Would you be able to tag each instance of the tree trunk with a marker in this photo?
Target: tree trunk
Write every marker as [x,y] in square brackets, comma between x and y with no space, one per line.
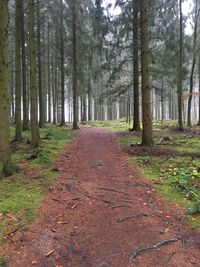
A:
[35,138]
[5,155]
[74,86]
[18,128]
[189,123]
[199,91]
[41,108]
[147,132]
[136,105]
[179,81]
[25,98]
[49,81]
[62,66]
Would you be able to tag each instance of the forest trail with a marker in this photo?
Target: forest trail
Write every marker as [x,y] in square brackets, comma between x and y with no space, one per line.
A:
[100,211]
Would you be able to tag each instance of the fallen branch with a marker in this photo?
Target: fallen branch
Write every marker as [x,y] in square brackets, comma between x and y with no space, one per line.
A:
[139,214]
[137,184]
[139,251]
[114,190]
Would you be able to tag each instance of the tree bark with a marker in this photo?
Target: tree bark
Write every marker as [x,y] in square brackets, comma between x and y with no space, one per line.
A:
[147,131]
[74,85]
[136,105]
[18,127]
[180,82]
[189,122]
[25,97]
[5,155]
[35,137]
[62,66]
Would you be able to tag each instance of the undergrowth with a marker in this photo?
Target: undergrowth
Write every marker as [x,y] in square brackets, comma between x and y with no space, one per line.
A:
[22,193]
[174,166]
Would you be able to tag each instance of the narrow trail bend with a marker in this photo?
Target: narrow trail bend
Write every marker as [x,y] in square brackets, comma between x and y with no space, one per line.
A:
[100,211]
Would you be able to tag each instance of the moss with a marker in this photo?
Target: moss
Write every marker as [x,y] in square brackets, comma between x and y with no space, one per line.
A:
[176,176]
[22,193]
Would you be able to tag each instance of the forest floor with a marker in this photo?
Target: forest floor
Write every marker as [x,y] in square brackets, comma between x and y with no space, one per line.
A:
[102,212]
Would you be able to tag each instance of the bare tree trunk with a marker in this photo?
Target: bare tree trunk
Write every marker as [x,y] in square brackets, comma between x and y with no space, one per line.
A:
[25,98]
[74,86]
[35,137]
[18,93]
[189,123]
[41,109]
[147,132]
[62,66]
[136,105]
[179,80]
[5,155]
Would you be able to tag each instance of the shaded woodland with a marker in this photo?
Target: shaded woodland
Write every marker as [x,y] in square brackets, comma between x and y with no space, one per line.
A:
[73,61]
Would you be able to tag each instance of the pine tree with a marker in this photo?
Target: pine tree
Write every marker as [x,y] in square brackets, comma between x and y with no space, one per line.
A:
[5,155]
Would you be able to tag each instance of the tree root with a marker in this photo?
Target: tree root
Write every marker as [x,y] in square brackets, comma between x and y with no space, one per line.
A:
[139,214]
[114,190]
[139,251]
[137,184]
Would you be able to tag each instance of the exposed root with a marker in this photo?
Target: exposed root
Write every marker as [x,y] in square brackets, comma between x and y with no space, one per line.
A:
[139,251]
[138,214]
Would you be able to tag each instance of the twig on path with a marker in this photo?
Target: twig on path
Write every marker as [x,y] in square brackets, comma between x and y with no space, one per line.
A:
[139,251]
[114,190]
[138,214]
[121,206]
[49,253]
[137,184]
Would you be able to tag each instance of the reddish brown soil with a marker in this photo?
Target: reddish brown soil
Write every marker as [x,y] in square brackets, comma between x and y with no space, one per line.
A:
[83,221]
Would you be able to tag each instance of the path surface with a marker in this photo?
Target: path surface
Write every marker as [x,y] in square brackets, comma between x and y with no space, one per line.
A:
[99,211]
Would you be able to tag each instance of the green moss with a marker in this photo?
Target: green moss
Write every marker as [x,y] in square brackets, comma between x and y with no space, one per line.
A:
[114,125]
[22,194]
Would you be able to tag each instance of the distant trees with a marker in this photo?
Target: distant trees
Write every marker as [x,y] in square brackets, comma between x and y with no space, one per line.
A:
[72,61]
[147,133]
[5,155]
[35,138]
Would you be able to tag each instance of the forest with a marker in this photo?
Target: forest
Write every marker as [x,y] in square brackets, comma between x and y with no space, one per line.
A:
[82,61]
[72,72]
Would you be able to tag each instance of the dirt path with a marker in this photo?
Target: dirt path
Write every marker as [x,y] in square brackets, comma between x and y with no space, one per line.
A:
[100,211]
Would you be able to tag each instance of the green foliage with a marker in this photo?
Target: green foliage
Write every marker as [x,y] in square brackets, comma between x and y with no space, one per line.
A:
[183,179]
[115,125]
[175,171]
[22,193]
[195,209]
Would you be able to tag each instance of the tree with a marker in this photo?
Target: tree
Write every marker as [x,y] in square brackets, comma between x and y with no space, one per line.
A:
[62,65]
[40,87]
[24,72]
[74,63]
[194,48]
[18,129]
[147,131]
[136,114]
[180,69]
[35,137]
[5,155]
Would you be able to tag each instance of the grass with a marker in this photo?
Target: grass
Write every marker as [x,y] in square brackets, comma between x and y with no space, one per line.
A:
[22,193]
[176,173]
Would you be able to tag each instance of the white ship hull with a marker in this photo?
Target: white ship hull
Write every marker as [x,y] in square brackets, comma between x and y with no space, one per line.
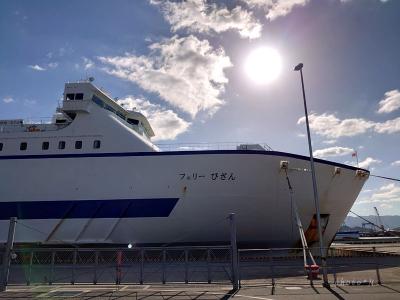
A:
[182,205]
[93,176]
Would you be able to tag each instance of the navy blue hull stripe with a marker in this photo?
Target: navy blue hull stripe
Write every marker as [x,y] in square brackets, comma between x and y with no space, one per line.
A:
[74,209]
[177,153]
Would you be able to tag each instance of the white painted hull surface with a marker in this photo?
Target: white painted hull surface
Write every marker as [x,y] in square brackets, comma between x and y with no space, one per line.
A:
[254,188]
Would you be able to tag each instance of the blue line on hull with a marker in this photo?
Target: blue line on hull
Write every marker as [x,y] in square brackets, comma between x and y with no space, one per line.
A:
[176,153]
[87,209]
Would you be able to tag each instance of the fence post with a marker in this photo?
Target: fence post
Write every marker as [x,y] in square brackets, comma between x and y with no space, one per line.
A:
[96,263]
[53,256]
[271,265]
[73,266]
[141,265]
[208,266]
[30,268]
[186,265]
[7,254]
[378,275]
[234,252]
[164,256]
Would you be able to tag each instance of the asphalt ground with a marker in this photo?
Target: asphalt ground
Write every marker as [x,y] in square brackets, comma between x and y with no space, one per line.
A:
[205,291]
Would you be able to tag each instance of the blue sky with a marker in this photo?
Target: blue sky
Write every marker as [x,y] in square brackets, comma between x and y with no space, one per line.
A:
[182,64]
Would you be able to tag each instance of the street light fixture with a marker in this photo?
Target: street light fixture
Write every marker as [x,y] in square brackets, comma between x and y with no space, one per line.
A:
[299,67]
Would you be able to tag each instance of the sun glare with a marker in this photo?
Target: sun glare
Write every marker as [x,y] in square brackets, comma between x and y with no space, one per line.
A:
[263,65]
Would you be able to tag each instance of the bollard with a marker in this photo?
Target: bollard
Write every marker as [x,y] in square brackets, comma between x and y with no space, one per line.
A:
[378,275]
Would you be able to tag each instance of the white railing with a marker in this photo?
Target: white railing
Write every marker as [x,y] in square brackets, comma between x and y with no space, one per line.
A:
[211,146]
[31,125]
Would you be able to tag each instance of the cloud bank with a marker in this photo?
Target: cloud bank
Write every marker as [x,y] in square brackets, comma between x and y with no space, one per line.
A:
[330,126]
[186,72]
[333,151]
[166,124]
[390,102]
[204,17]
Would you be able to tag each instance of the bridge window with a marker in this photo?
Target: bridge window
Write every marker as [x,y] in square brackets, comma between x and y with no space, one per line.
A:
[96,144]
[61,145]
[45,145]
[23,146]
[78,145]
[132,121]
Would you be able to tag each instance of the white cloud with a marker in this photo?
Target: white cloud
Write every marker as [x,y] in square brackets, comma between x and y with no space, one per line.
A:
[329,142]
[276,8]
[37,68]
[8,99]
[396,163]
[186,72]
[385,194]
[87,63]
[330,126]
[390,102]
[53,65]
[366,163]
[202,16]
[333,151]
[166,124]
[390,126]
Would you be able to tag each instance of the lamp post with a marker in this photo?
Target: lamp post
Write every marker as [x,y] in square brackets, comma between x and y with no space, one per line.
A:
[299,67]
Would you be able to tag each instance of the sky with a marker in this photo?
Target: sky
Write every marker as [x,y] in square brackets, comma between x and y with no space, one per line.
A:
[183,64]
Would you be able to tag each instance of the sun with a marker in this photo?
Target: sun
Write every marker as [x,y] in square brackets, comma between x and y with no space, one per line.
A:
[263,65]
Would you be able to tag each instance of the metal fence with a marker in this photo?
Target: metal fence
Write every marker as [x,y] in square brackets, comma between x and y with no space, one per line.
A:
[350,265]
[121,265]
[347,265]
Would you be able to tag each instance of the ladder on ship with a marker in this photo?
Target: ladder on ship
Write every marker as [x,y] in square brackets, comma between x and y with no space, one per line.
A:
[311,269]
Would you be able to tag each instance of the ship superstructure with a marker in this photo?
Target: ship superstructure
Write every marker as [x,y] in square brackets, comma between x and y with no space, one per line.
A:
[93,175]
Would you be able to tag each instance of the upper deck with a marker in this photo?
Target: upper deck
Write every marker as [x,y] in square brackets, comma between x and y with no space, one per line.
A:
[77,98]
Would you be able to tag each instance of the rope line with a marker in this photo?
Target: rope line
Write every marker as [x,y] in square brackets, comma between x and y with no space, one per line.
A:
[384,177]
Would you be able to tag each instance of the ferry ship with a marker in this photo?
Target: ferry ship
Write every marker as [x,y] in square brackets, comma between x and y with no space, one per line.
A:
[93,175]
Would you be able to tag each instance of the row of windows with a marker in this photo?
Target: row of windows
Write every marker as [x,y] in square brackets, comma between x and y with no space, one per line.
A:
[104,105]
[78,96]
[61,145]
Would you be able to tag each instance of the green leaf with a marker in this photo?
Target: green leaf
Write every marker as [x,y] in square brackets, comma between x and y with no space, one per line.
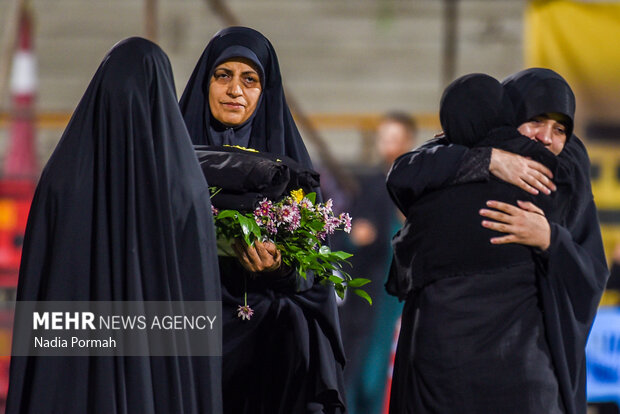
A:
[228,213]
[342,255]
[358,282]
[340,290]
[335,279]
[363,294]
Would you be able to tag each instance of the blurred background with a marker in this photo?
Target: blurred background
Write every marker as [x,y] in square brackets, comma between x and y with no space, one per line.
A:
[364,78]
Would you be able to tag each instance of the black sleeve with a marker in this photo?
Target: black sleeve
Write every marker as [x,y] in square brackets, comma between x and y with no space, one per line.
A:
[430,166]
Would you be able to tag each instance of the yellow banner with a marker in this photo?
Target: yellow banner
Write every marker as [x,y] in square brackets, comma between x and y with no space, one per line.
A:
[581,41]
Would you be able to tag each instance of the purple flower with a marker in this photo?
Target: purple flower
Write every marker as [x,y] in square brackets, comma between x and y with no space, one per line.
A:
[244,312]
[328,205]
[285,215]
[272,227]
[346,220]
[264,208]
[331,223]
[295,221]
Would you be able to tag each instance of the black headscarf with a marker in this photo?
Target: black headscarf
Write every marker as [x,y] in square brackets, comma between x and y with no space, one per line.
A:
[121,213]
[575,270]
[472,106]
[271,127]
[288,358]
[538,91]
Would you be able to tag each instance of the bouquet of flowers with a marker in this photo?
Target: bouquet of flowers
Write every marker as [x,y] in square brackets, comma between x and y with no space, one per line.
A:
[298,226]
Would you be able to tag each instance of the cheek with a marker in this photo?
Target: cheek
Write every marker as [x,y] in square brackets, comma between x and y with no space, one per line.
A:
[527,130]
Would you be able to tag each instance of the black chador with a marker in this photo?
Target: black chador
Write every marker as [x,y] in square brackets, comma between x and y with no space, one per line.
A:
[288,358]
[555,298]
[121,213]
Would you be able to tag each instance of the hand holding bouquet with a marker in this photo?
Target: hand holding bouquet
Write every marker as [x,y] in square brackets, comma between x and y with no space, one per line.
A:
[298,226]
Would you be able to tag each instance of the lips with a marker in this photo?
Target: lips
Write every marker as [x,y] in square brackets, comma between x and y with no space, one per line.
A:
[232,105]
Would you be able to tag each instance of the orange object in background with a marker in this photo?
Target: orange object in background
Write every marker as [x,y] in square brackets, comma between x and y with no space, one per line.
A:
[18,182]
[15,198]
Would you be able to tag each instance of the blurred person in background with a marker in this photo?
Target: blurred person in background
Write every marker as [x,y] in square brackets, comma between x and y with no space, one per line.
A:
[288,357]
[368,330]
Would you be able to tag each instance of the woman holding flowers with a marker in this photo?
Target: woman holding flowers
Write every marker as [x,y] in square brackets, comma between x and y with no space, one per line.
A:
[282,351]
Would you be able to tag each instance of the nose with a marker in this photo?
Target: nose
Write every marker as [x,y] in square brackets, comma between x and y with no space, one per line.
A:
[234,88]
[544,134]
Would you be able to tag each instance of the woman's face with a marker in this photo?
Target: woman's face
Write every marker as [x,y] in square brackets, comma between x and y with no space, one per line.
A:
[234,90]
[546,129]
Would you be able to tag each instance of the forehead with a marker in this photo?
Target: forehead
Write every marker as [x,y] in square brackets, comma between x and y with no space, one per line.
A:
[556,117]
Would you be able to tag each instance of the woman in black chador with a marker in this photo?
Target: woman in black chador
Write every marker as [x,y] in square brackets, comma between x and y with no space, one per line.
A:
[478,317]
[560,301]
[121,213]
[287,358]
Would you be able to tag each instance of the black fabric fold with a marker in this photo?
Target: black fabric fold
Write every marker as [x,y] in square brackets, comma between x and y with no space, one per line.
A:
[121,213]
[288,358]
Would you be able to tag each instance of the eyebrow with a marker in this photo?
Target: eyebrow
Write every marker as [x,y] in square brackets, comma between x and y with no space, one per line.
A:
[251,72]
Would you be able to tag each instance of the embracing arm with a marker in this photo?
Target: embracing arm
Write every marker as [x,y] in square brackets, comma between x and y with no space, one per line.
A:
[437,163]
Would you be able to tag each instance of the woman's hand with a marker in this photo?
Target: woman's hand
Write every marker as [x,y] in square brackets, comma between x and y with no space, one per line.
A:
[523,172]
[525,224]
[261,257]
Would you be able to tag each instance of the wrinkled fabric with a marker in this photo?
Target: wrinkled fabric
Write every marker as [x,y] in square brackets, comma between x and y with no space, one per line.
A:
[288,358]
[121,213]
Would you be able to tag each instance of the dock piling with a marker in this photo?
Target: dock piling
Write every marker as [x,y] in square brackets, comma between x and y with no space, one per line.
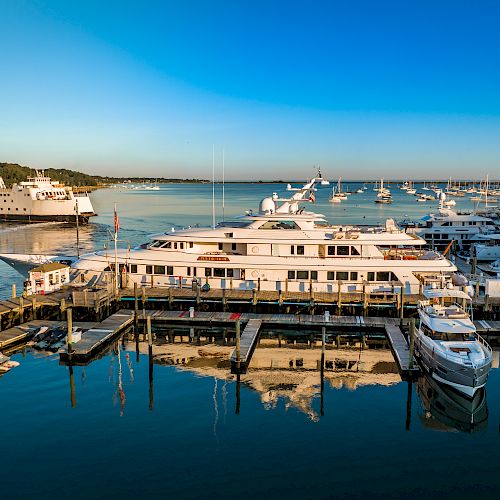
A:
[412,342]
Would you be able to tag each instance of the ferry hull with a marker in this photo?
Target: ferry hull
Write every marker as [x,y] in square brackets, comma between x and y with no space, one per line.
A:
[28,219]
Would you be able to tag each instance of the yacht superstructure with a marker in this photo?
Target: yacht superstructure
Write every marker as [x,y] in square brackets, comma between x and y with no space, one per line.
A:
[447,342]
[40,199]
[281,247]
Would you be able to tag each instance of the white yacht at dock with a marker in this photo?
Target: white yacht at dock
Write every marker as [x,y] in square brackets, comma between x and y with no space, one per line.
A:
[281,247]
[40,199]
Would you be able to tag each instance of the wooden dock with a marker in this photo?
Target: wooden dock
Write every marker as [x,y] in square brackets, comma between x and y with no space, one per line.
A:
[95,338]
[408,368]
[24,333]
[247,346]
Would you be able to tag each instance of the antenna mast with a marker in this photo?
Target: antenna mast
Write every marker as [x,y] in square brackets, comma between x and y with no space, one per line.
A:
[213,186]
[223,193]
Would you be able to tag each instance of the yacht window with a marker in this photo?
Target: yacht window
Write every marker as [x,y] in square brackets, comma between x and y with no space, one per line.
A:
[383,276]
[279,224]
[342,250]
[159,269]
[235,223]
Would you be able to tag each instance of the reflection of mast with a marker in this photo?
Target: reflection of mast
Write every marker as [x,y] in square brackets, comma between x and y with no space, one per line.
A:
[237,411]
[121,392]
[216,410]
[72,386]
[322,370]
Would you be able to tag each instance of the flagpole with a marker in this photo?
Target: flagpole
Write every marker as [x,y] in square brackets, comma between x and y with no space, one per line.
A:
[116,252]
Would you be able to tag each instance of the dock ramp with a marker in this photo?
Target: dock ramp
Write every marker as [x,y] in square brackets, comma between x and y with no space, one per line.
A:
[248,341]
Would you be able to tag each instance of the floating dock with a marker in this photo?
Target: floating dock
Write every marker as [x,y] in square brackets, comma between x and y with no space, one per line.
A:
[96,338]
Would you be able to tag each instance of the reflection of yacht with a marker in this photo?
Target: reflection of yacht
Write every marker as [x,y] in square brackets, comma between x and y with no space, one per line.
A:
[282,247]
[41,199]
[445,408]
[448,345]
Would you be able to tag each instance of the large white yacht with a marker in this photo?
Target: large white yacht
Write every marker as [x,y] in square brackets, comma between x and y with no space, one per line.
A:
[280,247]
[440,229]
[40,199]
[447,342]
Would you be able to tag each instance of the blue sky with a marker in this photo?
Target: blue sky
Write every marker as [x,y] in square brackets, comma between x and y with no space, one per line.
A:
[363,88]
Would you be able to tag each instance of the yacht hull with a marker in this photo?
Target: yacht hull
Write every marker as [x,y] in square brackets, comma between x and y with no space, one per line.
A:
[466,379]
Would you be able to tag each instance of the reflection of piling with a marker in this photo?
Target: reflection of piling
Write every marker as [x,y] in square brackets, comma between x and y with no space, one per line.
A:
[408,405]
[72,386]
[69,316]
[150,352]
[136,309]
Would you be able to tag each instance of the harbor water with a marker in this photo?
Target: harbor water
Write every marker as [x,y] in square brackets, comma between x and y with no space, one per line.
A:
[188,429]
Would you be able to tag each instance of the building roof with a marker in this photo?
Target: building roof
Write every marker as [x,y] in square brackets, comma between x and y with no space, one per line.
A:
[49,267]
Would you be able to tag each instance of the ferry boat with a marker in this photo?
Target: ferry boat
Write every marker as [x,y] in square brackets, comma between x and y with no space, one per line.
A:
[448,345]
[280,247]
[40,199]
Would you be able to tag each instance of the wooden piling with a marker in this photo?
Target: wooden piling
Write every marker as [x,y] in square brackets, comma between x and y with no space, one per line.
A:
[412,342]
[69,317]
[238,345]
[136,308]
[402,303]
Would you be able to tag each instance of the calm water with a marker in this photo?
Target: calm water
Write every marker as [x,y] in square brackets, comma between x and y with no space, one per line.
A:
[190,442]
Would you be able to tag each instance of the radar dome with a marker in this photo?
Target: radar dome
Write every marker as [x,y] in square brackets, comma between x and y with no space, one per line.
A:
[267,206]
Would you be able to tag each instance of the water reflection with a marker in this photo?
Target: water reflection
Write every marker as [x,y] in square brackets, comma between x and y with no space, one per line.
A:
[293,376]
[48,238]
[445,409]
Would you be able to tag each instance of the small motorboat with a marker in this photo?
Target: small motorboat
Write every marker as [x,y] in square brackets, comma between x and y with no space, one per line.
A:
[447,343]
[6,364]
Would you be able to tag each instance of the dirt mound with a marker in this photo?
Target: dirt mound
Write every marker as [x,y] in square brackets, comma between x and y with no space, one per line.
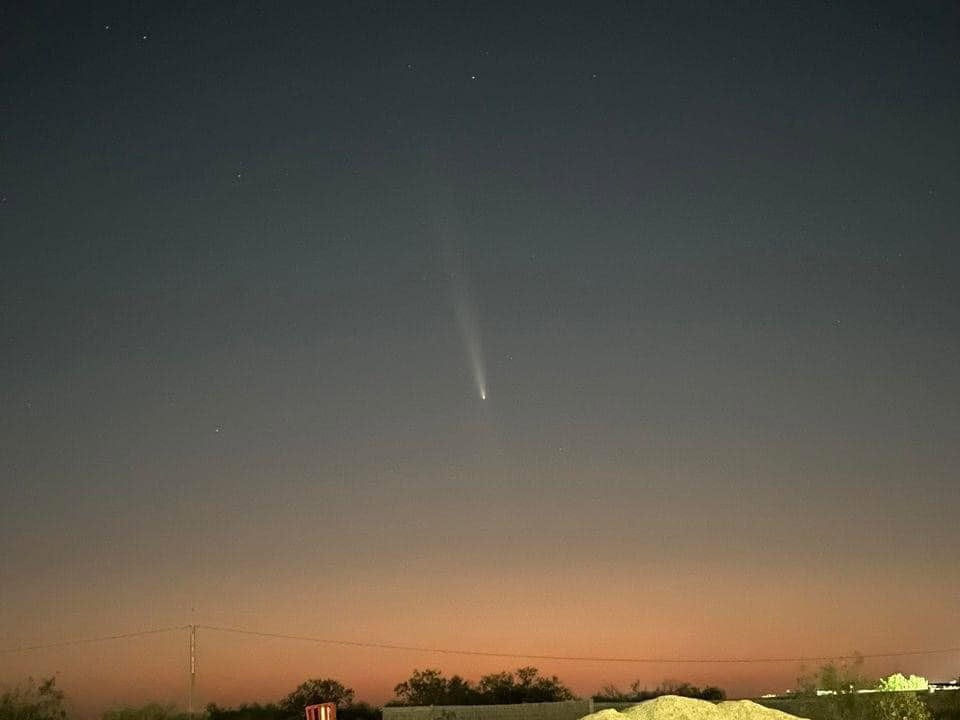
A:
[674,707]
[748,710]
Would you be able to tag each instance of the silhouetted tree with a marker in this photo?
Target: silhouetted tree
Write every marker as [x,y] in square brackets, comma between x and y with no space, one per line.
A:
[430,687]
[32,701]
[426,687]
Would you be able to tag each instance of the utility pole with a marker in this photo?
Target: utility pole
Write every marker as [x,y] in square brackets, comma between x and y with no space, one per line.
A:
[193,667]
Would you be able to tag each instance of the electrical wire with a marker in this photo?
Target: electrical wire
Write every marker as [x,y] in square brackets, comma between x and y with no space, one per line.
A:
[82,641]
[574,658]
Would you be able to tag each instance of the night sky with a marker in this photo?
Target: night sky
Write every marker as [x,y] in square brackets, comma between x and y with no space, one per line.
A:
[612,329]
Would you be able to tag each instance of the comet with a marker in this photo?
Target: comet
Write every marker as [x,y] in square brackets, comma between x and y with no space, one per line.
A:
[453,258]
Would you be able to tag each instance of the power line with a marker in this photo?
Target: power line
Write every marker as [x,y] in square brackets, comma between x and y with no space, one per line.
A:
[83,641]
[523,656]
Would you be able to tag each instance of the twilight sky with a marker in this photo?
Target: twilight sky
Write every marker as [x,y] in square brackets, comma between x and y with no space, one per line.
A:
[259,262]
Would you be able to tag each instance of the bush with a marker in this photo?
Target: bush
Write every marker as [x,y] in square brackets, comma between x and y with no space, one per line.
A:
[30,701]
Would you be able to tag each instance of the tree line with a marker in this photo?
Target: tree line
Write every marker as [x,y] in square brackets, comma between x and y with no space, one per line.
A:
[44,701]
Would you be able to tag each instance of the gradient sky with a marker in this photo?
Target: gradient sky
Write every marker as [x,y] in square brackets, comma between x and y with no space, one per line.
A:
[258,260]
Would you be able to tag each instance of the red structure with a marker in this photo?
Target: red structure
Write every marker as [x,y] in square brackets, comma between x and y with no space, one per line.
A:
[323,711]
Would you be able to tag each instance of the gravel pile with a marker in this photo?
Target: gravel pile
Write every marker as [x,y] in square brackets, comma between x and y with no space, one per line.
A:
[673,707]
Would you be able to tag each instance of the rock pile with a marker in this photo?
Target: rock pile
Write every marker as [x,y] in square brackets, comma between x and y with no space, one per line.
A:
[673,707]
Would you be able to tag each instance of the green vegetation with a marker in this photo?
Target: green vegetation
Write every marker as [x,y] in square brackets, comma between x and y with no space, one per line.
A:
[430,687]
[33,701]
[898,682]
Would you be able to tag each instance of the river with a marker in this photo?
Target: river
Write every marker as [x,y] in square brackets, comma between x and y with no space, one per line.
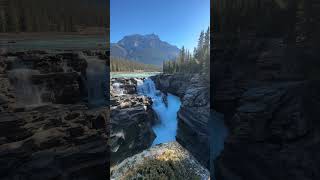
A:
[166,129]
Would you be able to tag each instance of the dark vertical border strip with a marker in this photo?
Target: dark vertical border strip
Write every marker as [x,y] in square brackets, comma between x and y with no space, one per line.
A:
[108,86]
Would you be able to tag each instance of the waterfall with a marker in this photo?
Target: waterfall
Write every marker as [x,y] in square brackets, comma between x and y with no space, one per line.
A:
[118,89]
[167,128]
[26,92]
[96,81]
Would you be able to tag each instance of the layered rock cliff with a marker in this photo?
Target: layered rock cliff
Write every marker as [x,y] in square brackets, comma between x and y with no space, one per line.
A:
[270,107]
[132,118]
[47,129]
[194,113]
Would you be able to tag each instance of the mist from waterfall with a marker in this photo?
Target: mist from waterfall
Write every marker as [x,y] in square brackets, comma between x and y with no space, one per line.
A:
[167,128]
[26,93]
[96,81]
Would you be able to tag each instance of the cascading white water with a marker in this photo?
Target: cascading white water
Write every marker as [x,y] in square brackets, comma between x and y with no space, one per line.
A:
[27,94]
[96,81]
[167,128]
[117,89]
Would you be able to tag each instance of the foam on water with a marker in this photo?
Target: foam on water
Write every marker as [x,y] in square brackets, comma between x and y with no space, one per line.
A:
[167,128]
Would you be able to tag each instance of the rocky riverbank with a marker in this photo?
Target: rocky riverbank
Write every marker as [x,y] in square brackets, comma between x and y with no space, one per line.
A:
[270,108]
[194,113]
[131,117]
[163,161]
[48,128]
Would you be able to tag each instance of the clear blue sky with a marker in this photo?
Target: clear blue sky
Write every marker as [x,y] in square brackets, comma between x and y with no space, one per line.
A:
[179,22]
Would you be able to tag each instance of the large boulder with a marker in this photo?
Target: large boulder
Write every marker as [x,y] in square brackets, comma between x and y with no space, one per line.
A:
[131,127]
[163,161]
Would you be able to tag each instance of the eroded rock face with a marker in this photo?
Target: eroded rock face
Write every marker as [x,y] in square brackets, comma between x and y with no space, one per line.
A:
[58,138]
[163,161]
[194,113]
[270,110]
[274,128]
[132,118]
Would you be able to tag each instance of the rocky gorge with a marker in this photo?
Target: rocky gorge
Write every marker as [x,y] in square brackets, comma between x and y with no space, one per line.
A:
[270,105]
[50,127]
[134,136]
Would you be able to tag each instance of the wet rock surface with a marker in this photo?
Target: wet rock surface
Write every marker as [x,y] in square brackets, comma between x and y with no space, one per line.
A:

- Request:
Return the lines from the line containing "Would you be able to tag each instance of the eroded" to the end of the entries above, exactly as they appear and with no other output.

- Result for this exercise:
Would you be able to tag each instance of the eroded rock face with a marker in this photo?
Target: eroded rock face
Write every marker as [x,y] in square brackets, comma between x and y with no space, one per line.
A:
[58,138]
[163,161]
[194,113]
[270,110]
[274,128]
[132,118]
Would you be able to tag each instance of the rocky gorge with a marker in this photo?
Target: rocky gorge
Write every marker as [x,y] in square brackets, comma between x and y with no space, one per line.
A:
[270,105]
[50,127]
[134,136]
Would you be able to tag each instance of the wet rock surface with a marker in this photo?
Target: wet rock surface
Write every marker as [x,y] in square brackets, comma between x and y with no space, one per line.
A:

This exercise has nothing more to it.